### [Ziel]
Ändere den Abschnitt von der Zeile mit „the ski pole“ bis zum Ende der Einträge, beide Enden eingeschlossen. Ersetze darin „ski pole“ durch „walking stick“ und gib nur diese Zeilen sonst unverändert wieder.

### [Datenauflistung]
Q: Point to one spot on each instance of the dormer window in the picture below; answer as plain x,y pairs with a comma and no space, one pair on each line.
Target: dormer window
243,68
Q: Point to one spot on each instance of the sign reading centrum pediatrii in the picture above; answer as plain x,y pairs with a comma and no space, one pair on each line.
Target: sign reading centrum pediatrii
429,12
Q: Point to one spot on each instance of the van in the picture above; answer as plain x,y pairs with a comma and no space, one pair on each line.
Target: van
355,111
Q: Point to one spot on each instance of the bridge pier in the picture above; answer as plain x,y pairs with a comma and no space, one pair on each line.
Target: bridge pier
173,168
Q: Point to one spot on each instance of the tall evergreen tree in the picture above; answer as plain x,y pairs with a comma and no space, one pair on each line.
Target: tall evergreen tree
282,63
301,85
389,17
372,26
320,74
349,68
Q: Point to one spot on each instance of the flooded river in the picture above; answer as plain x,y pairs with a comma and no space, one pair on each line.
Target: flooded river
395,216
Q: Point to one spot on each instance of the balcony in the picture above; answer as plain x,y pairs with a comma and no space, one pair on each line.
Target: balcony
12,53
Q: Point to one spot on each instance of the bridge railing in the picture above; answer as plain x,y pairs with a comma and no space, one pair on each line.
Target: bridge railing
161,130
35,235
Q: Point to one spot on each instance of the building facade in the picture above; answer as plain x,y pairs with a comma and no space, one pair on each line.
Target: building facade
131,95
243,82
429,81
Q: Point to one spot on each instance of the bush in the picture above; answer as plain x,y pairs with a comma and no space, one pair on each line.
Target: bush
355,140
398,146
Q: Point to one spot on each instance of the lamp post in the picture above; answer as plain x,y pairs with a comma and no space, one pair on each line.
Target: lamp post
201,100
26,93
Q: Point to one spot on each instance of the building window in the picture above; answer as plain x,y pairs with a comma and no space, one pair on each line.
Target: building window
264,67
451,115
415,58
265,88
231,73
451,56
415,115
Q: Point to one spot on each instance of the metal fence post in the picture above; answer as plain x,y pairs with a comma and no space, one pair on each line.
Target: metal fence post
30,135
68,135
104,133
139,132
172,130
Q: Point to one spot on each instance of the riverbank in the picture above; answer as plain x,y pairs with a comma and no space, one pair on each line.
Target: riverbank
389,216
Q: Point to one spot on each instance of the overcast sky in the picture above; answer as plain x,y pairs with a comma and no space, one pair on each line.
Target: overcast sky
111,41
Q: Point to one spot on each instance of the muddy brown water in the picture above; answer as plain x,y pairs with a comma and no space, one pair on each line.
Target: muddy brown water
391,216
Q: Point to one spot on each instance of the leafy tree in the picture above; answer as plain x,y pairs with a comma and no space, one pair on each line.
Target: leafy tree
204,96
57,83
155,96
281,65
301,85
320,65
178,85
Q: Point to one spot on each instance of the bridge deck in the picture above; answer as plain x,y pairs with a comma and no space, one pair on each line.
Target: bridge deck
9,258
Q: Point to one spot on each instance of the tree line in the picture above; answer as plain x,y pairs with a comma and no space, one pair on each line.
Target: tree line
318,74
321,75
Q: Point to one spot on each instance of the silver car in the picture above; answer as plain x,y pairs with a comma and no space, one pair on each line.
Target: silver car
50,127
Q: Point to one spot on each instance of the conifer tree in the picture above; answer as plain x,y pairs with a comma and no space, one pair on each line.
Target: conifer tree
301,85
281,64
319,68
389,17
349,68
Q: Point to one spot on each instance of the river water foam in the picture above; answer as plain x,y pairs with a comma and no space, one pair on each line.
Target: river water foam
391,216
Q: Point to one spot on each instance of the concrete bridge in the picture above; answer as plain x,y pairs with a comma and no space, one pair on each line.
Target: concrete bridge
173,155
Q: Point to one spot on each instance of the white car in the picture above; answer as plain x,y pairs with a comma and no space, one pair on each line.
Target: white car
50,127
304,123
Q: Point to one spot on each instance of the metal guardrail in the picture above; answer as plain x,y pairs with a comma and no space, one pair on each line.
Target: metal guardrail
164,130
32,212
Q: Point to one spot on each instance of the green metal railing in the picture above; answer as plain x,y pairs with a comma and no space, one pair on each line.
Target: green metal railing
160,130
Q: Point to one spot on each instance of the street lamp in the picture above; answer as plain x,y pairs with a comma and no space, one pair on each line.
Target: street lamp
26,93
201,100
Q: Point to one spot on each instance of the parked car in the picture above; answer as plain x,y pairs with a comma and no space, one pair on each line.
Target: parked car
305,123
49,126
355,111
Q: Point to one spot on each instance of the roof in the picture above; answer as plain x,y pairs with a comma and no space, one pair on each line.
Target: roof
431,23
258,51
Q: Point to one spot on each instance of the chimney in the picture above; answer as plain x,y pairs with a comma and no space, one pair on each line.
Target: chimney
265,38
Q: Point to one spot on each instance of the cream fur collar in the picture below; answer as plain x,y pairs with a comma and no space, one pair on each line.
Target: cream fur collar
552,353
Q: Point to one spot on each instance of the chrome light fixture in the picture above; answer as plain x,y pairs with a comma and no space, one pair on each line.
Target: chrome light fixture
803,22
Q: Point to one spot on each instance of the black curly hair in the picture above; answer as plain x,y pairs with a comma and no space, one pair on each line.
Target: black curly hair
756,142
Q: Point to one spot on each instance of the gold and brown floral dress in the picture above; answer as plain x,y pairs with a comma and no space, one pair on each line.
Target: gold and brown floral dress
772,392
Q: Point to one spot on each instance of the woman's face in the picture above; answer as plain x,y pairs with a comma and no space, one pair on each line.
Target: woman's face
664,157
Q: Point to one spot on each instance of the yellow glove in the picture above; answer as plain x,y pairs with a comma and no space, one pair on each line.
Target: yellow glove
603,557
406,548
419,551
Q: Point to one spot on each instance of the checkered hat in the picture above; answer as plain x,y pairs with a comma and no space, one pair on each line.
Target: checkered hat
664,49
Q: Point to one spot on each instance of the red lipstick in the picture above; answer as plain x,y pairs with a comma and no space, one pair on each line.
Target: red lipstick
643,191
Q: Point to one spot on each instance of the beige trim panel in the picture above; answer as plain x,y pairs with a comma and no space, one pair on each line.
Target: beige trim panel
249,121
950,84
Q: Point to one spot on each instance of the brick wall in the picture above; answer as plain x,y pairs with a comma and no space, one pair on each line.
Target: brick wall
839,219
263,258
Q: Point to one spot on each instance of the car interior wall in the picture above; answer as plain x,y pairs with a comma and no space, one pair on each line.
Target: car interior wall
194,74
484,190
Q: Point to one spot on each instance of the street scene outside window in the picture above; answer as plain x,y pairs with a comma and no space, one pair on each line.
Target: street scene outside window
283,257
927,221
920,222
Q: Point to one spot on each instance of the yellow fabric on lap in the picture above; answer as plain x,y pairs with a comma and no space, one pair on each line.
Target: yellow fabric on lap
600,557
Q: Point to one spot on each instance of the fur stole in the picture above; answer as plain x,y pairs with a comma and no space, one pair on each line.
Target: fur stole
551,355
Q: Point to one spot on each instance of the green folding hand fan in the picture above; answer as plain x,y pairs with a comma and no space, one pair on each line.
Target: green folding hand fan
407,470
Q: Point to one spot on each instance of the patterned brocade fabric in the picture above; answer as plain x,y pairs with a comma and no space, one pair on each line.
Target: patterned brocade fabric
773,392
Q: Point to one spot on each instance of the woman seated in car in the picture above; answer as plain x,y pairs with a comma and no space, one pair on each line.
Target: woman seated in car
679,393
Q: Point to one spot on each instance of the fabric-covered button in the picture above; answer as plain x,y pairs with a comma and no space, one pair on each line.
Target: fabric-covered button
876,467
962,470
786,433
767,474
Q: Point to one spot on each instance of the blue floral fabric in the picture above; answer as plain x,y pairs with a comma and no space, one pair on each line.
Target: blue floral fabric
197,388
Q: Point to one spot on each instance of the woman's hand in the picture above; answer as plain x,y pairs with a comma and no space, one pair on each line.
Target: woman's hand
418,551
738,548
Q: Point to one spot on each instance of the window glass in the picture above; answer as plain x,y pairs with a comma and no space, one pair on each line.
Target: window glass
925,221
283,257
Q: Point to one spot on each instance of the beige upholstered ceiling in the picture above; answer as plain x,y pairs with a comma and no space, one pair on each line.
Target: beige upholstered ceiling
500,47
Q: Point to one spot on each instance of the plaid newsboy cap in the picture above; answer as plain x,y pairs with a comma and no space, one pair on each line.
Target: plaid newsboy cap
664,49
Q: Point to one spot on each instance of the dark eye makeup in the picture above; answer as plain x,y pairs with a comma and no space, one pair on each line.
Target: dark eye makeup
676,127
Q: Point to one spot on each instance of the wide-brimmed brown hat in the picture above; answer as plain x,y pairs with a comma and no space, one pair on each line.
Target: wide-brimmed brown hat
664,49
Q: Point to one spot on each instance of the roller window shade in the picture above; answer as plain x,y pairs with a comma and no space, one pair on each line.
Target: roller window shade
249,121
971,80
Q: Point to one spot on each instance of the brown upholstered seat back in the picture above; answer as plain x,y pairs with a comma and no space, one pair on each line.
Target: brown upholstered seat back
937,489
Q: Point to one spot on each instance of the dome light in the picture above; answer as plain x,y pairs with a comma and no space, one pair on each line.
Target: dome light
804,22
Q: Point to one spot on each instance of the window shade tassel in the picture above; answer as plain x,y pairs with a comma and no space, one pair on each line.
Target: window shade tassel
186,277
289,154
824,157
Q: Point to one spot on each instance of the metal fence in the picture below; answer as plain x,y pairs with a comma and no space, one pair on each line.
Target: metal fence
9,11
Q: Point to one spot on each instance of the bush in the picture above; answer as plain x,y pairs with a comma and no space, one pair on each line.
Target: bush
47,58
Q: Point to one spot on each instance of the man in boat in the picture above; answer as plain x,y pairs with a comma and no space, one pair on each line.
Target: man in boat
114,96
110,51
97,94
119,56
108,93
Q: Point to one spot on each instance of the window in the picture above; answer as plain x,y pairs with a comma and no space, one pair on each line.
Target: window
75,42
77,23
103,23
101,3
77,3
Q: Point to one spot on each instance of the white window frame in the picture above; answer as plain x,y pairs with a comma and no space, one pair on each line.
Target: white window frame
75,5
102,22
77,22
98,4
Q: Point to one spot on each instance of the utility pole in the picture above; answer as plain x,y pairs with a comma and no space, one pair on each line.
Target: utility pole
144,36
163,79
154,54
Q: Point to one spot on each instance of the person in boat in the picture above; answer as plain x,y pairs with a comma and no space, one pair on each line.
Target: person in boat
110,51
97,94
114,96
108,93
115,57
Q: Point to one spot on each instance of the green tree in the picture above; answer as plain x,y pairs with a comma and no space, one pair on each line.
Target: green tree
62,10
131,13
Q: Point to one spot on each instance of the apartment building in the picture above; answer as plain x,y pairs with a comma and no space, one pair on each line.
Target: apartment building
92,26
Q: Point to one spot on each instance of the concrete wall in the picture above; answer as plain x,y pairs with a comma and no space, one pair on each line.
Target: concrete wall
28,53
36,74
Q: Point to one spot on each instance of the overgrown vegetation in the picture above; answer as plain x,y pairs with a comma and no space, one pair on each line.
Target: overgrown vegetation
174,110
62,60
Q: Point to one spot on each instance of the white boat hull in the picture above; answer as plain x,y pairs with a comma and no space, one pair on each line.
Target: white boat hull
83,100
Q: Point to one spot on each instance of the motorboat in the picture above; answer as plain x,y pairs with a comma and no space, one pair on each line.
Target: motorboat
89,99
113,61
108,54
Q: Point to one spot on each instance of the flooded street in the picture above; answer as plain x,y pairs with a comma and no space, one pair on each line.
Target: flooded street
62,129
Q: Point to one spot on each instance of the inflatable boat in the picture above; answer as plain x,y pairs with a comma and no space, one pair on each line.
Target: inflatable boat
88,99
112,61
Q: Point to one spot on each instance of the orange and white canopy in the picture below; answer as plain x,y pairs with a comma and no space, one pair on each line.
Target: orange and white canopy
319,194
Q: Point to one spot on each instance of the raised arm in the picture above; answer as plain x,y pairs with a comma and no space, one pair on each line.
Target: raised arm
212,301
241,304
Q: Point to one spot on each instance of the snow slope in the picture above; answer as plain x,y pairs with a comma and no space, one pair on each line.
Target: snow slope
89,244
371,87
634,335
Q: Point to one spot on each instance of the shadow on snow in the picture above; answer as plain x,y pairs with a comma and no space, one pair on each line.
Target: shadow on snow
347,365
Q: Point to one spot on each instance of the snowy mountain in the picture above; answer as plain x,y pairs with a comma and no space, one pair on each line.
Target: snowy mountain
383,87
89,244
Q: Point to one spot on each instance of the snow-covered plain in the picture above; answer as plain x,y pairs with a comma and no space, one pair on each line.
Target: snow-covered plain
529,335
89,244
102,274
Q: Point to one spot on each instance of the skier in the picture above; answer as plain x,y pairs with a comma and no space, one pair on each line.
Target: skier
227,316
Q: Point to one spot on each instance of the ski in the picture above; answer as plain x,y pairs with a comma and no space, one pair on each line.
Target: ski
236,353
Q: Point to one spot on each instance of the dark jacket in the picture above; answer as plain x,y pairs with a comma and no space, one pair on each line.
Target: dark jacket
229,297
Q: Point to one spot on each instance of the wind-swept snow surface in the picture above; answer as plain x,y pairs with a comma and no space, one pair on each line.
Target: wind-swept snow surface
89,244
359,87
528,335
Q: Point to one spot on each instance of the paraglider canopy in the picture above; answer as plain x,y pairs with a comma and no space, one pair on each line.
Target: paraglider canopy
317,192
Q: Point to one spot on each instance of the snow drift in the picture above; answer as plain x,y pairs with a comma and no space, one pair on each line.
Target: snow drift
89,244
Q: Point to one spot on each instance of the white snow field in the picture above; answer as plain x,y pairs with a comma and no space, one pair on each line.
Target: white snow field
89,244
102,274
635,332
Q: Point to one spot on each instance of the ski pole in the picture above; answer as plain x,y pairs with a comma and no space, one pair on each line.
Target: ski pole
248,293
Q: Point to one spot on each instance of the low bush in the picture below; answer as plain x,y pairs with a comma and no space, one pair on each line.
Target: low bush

### [Endergebnis]
Q: Point to one spot on each instance of the walking stick in the picture above; answer as plain x,y pairs with a comma and no space, one pair on each line.
Target: walking stick
248,293
Q: Point to one spot on each instance of the low bush in the picture below; answer as plain x,y pairs with a comma and no space, one pair on each line.
Target: low bush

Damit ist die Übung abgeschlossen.